> Written problem
Look in the data below for the line that contains "the rock face". Copy that line and the remaining lines exactly.

(Rows from a pointing dataset)
———

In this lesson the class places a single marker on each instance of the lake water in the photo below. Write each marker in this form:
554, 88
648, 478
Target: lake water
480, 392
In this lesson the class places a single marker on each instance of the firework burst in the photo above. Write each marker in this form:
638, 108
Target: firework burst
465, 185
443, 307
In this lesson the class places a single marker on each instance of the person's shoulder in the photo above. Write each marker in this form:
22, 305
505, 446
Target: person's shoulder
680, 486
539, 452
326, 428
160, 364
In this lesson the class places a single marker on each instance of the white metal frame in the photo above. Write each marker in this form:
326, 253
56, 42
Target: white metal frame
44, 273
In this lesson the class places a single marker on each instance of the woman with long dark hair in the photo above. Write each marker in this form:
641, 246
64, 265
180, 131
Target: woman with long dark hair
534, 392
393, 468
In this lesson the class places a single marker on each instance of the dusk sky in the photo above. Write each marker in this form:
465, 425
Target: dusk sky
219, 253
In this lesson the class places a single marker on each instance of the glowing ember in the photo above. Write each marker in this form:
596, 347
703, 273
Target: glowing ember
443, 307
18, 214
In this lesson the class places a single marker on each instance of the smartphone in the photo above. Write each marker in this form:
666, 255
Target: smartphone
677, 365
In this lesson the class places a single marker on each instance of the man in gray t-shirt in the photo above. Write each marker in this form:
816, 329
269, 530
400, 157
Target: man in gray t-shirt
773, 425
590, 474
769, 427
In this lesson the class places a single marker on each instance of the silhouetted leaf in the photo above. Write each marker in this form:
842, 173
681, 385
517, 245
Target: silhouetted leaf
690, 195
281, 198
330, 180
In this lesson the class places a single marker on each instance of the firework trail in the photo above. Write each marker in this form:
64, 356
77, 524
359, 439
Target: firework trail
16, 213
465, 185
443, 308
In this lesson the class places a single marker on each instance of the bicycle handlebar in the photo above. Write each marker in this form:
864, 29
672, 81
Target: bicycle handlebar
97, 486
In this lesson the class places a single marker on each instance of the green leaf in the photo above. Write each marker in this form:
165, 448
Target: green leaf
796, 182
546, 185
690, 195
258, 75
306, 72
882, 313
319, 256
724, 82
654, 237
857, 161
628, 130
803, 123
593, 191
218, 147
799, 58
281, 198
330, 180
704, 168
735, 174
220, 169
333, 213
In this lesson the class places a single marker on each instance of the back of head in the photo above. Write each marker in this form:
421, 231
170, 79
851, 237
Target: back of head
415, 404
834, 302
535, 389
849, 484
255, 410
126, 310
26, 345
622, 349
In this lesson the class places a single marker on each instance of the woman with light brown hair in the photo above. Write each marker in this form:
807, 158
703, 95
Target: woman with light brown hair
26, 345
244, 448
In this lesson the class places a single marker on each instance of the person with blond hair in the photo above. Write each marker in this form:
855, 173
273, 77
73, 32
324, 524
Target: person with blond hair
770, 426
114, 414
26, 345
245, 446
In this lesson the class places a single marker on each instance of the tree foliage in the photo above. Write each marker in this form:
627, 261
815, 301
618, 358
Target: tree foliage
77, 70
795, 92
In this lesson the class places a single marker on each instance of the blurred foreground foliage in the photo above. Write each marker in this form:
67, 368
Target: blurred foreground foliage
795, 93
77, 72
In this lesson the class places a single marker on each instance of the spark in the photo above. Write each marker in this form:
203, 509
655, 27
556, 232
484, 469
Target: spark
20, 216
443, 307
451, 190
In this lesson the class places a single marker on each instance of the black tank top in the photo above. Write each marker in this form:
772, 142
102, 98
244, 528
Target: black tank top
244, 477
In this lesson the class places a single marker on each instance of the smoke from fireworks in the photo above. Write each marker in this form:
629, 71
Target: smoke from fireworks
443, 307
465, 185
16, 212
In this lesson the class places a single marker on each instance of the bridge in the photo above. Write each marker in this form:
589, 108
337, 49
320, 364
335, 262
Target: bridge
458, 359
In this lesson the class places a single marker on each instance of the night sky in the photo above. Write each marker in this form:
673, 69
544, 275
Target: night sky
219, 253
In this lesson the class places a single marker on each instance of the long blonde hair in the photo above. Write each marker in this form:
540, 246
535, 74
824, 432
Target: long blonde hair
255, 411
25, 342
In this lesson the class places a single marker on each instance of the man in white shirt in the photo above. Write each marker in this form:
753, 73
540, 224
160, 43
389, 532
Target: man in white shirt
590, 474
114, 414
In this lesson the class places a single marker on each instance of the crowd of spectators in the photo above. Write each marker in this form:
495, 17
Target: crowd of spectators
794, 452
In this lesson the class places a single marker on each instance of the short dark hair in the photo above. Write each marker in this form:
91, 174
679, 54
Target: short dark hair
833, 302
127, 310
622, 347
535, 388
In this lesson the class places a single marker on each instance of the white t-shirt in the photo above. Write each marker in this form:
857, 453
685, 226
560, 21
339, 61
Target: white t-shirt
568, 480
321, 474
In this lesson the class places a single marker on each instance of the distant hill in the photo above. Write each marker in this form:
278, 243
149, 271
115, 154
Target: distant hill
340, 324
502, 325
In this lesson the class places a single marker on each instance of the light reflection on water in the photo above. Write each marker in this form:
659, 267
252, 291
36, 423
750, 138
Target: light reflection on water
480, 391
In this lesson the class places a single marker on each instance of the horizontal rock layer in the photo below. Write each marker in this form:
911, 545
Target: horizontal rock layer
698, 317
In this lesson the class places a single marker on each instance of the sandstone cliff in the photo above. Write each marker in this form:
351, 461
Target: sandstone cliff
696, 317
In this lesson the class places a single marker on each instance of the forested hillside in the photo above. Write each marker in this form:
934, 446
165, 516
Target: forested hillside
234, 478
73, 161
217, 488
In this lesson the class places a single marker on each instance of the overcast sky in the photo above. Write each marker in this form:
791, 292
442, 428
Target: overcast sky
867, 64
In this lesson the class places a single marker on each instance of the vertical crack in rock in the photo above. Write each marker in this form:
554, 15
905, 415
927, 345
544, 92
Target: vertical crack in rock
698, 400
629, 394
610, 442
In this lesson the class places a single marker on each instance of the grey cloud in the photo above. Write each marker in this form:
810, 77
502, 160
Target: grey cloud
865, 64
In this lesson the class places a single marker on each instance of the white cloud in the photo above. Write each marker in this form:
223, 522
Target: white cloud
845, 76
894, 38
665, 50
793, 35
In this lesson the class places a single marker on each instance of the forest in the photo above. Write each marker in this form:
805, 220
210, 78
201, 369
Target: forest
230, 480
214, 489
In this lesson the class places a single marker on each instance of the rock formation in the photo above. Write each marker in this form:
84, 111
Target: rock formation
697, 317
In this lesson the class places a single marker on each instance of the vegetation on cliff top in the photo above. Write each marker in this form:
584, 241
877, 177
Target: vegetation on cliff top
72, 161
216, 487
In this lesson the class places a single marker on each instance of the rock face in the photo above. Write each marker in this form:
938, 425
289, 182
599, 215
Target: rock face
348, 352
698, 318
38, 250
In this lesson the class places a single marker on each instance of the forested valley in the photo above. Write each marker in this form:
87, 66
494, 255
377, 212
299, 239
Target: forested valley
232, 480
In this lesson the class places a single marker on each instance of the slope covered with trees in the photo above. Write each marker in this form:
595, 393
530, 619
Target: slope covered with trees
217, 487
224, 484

———

> The output
In this lesson the class places a single marker on each instance of the rock face in the photo above. Write each marker in this form:
938, 425
289, 182
599, 215
Target: rock face
348, 352
698, 318
38, 250
In this lesson the class places a single marker on each instance of the forested valley in the photo above. Write each marker in this form:
87, 66
494, 255
377, 212
299, 239
Target: forested valley
232, 480
In this lesson the class places a single marker on each instance of the slope covered with trees in the photo above. Write each marker in this form:
595, 393
530, 619
Target: slope covered with trees
217, 487
224, 484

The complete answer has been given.